Start of Working data

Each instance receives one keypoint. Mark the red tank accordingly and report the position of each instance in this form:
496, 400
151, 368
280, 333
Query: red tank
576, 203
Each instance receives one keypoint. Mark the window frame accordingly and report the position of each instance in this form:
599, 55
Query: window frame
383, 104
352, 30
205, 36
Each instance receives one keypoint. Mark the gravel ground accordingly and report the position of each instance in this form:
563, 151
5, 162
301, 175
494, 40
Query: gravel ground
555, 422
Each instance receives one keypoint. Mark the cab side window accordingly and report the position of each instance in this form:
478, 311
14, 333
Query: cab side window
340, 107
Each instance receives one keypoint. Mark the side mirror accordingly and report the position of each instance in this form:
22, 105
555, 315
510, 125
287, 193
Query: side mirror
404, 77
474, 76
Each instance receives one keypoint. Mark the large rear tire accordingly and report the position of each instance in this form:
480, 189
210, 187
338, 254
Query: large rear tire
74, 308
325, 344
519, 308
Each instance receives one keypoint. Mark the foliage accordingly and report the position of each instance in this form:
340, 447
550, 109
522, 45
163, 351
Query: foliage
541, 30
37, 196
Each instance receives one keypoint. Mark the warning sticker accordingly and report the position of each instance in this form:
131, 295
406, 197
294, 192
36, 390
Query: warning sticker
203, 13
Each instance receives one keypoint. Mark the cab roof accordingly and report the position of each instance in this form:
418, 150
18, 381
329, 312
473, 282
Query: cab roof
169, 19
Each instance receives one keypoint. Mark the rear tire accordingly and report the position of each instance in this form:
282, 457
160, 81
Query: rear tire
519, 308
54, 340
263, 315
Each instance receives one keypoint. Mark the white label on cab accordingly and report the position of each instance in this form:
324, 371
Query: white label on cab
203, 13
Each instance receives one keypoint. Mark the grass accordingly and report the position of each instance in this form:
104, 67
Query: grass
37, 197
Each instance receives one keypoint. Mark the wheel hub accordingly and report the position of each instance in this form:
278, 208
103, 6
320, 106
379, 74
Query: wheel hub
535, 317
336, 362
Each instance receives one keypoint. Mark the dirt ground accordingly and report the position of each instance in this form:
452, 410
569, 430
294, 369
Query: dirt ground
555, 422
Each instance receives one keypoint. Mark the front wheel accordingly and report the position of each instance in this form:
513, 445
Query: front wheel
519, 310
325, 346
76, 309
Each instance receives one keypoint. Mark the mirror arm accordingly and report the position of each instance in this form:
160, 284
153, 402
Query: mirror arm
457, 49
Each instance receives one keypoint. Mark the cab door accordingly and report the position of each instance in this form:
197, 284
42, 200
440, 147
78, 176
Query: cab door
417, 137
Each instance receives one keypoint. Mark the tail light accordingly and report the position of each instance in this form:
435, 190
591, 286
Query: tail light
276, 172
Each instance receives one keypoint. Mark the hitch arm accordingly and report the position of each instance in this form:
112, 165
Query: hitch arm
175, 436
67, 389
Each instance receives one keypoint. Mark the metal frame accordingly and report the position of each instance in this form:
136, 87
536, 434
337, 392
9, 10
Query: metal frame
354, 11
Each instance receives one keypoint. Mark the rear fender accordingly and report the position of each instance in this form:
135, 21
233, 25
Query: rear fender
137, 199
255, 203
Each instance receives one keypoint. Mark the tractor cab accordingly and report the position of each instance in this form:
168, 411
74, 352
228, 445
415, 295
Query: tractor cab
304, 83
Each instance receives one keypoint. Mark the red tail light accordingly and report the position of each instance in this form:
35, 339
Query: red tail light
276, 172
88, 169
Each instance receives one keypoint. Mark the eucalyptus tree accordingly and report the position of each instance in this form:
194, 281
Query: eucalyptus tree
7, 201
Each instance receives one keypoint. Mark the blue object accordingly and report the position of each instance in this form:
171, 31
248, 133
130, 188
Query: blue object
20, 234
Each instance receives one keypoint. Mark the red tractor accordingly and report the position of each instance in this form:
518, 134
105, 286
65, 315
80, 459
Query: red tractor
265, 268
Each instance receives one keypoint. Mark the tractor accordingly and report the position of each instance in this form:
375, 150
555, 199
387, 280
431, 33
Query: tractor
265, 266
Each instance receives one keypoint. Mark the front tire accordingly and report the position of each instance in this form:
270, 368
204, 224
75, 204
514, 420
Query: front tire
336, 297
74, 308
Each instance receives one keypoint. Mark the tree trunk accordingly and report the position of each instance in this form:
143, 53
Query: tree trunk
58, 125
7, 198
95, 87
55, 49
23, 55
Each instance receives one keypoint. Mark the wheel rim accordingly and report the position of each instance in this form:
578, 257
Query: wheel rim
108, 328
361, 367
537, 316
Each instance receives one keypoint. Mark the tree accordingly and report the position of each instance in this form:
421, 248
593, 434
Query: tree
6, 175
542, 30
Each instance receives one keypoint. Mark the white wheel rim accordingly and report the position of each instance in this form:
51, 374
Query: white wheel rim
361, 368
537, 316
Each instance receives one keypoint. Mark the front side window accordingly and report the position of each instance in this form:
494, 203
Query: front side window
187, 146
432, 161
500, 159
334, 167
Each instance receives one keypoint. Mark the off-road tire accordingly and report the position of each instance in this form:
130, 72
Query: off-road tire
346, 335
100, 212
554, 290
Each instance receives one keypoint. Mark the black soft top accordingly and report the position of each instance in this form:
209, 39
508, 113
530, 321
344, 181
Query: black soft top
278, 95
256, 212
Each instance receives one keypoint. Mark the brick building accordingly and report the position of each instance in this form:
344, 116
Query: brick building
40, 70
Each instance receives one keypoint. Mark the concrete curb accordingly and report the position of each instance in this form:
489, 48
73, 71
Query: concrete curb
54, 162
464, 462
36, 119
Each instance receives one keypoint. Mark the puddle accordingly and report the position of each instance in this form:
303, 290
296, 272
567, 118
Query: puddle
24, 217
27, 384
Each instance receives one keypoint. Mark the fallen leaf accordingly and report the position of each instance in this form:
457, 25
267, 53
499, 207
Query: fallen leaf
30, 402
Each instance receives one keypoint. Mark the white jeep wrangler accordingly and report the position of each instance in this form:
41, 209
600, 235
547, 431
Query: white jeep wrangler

End of Working data

Please quote nothing but the lines from the line with "Each instance receives one keypoint. Mark the tree accordingly" through the end of the data above, exactly as written, ends included.

Each instance receives one keypoint. Mark the tree accordingly and report the position of each instance in this form:
421, 248
593, 434
Query: tree
6, 175
542, 30
Each instance receives one keypoint. Mark the white wheel rim accordingly and report the position of each instance in this form:
51, 374
Query: white wheel rim
361, 368
537, 316
Each instance receives one keypoint. Mark the front side window accordingly and report the position of each instance in this form:
494, 203
Query: front side window
187, 146
432, 161
500, 159
334, 167
Each instance receives one keypoint. Mark the off-road tire accordingly and report the position of each instance in this form:
130, 72
Query: off-road tire
346, 335
100, 212
554, 290
Each instance receives one keypoint. Mark the black soft top accordingly and report the position of each instance in this form:
209, 39
508, 113
530, 321
344, 181
Query: black soft top
278, 95
256, 212
Each instance receives one keypoint. Mark the brick building accordingly and report the position of each instance in this form:
344, 116
Query: brick building
40, 70
Each instance receives one keypoint. Mark the concrete curb accordingly and report the position of each instance in this form:
489, 48
73, 71
Query: concrete curb
54, 162
464, 462
36, 119
Each instance receives one keypoint. Mark the puddle accordingly and report the position of each instance in this form:
303, 290
296, 272
567, 118
Query: puddle
24, 217
27, 384
Each instance receives one keypoint. Mark the fallen leaf accordingly and report the position of each instance in this form:
457, 25
267, 53
499, 207
Query: fallen leaf
30, 402
Each instance receives one keypoint. Mark the white jeep wrangler accordingly and report the position of each instance in this form:
41, 209
600, 235
547, 431
Query: white jeep wrangler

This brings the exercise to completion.